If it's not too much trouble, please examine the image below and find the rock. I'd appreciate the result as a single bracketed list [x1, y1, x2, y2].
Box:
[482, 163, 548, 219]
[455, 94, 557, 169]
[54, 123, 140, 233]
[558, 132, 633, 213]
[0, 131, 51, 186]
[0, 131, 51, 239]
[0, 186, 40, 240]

• **Exercise aim**: Set every line of the records above into a numbered list, leaving out the blank lines.

• **Answer below**:
1. If it's not too much trouble, please examine the image below and find the rock. I'd appreciate the result as a single bracketed list [x1, y1, x2, y2].
2. Box:
3. [482, 163, 548, 219]
4. [455, 94, 557, 169]
5. [54, 123, 140, 233]
6. [558, 132, 633, 213]
7. [0, 131, 51, 186]
8. [0, 131, 51, 239]
9. [0, 186, 40, 240]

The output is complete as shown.